§ **DATA LISTING**
-- -- --
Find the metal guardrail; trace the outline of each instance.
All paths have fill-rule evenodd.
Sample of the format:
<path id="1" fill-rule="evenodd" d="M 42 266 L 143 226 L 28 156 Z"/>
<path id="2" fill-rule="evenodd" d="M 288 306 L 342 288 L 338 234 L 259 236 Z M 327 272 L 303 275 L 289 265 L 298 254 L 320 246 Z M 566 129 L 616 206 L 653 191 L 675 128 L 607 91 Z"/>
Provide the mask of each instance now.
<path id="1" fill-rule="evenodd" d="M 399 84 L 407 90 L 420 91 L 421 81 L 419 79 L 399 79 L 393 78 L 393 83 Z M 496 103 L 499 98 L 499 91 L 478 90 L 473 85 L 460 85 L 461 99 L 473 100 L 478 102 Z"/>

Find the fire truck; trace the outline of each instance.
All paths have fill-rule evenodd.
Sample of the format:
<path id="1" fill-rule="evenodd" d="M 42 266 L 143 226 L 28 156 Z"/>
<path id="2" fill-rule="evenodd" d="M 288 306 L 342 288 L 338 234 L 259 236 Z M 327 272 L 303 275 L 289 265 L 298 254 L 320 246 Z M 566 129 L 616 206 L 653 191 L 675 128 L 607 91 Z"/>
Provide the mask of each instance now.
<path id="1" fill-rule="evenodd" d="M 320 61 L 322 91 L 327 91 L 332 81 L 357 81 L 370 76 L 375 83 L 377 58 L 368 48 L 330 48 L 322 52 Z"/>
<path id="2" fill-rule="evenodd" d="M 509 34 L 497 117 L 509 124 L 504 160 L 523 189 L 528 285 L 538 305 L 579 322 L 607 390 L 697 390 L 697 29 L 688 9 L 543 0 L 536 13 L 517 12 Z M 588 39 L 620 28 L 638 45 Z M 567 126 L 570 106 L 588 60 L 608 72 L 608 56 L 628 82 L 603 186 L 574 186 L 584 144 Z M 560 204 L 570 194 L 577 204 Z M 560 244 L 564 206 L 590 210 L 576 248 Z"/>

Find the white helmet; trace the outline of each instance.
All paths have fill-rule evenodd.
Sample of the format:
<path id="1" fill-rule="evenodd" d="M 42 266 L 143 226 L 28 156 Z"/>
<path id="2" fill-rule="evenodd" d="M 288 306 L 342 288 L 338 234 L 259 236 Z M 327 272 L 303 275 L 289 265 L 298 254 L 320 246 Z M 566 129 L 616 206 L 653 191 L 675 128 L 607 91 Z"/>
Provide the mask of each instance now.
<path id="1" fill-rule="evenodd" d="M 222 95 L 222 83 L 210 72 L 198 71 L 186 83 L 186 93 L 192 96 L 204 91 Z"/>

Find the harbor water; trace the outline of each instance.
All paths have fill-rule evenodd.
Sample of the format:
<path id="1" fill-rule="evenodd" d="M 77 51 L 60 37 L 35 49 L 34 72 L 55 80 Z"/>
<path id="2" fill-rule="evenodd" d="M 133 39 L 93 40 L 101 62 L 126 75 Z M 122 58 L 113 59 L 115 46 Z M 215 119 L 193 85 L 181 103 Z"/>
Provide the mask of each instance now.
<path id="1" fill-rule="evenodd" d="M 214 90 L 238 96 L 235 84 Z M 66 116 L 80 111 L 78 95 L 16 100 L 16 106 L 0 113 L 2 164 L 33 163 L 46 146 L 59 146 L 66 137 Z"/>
-- -- --
§ **TO DO**
Reproduce all of the lines above, swapping "trace the outline" for "draw the boundary" wherever it occurs and leaving everything else unchanged.

§ **WRITTEN REPLY**
Find the metal guardrail; draw the boundary of each instance.
All paths have fill-rule evenodd.
Sample of the format:
<path id="1" fill-rule="evenodd" d="M 42 266 L 143 226 L 28 156 Z"/>
<path id="2" fill-rule="evenodd" d="M 288 306 L 342 288 L 338 234 L 259 236 Z M 327 272 L 303 275 L 289 265 L 298 254 L 320 246 Z M 566 129 L 616 206 L 653 191 L 675 128 L 607 91 Z"/>
Provide the mask of each instance now.
<path id="1" fill-rule="evenodd" d="M 399 84 L 407 90 L 420 91 L 421 81 L 419 79 L 399 79 L 393 78 L 393 83 Z M 496 103 L 499 98 L 499 91 L 478 90 L 473 85 L 460 85 L 461 99 L 473 100 L 478 102 Z"/>

Find the fire truck; draw the boundary of each instance.
All paths have fill-rule evenodd.
Sample of the format:
<path id="1" fill-rule="evenodd" d="M 42 266 L 143 226 L 28 156 Z"/>
<path id="2" fill-rule="evenodd" d="M 288 306 L 342 288 L 338 234 L 259 236 Z M 327 272 L 303 275 L 289 265 L 298 254 L 320 246 Z M 566 129 L 616 206 L 653 191 L 675 128 L 607 91 Z"/>
Provide the mask of each instance now.
<path id="1" fill-rule="evenodd" d="M 320 61 L 322 91 L 327 91 L 332 81 L 357 81 L 370 76 L 375 83 L 377 58 L 368 48 L 330 48 L 322 52 Z"/>
<path id="2" fill-rule="evenodd" d="M 509 34 L 497 117 L 509 124 L 504 160 L 523 189 L 528 285 L 538 305 L 579 322 L 607 390 L 697 390 L 697 29 L 688 9 L 543 0 L 536 13 L 517 12 Z M 588 39 L 620 28 L 638 45 Z M 567 126 L 570 106 L 588 60 L 608 72 L 608 56 L 628 82 L 603 186 L 574 186 L 584 144 Z M 560 204 L 570 194 L 577 204 Z M 560 244 L 564 206 L 590 210 L 576 248 Z"/>

Find the white helmet; draw the boundary of each instance.
All paths have fill-rule evenodd.
Sample of the format:
<path id="1" fill-rule="evenodd" d="M 42 266 L 143 226 L 28 156 Z"/>
<path id="2" fill-rule="evenodd" d="M 288 306 L 342 288 L 338 234 L 259 236 Z M 327 272 L 303 275 L 289 265 L 298 254 L 320 246 Z M 566 129 L 616 206 L 653 191 L 675 128 L 607 91 Z"/>
Provide the mask of each instance now.
<path id="1" fill-rule="evenodd" d="M 222 95 L 222 83 L 210 72 L 198 71 L 186 83 L 186 93 L 192 96 L 204 91 Z"/>

Find the harbor water; draw the boundary of each instance.
All paths have fill-rule evenodd.
Sample of the format:
<path id="1" fill-rule="evenodd" d="M 77 51 L 60 37 L 35 49 L 34 72 L 55 80 Z"/>
<path id="2" fill-rule="evenodd" d="M 133 39 L 93 40 L 101 62 L 126 75 Z M 122 58 L 113 59 L 115 46 Z M 215 119 L 193 85 L 181 103 Z"/>
Provide the mask of each instance now.
<path id="1" fill-rule="evenodd" d="M 214 90 L 238 96 L 235 84 Z M 66 116 L 80 111 L 78 95 L 16 100 L 16 106 L 0 113 L 2 164 L 33 163 L 46 146 L 59 146 L 66 137 Z"/>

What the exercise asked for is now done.